§ Directions for this task:
In the passage on streaming platforms and ads, what did Prime Video make its default option?

§ Selected passage:

While streaming platforms have predominantly monetised their content via subscriptions, there’s been a big surge in monetising via ads over the last decade. Streaming platforms have started expanding to ads to offset increasing content costs. Netflix - widely regarded as the gold standard of streaming - built their business on subscriptions, but have now decided to pivot and expand to ads to expand their user base and revenues. Prime Video has also launched ads and made the ad tier their default option. This allows them to access more budget conscious users who do not want to pay a recurring subscription fee.

§ Source data:
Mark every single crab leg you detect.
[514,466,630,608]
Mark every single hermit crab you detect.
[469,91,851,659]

§ Task output:
Its ad tier.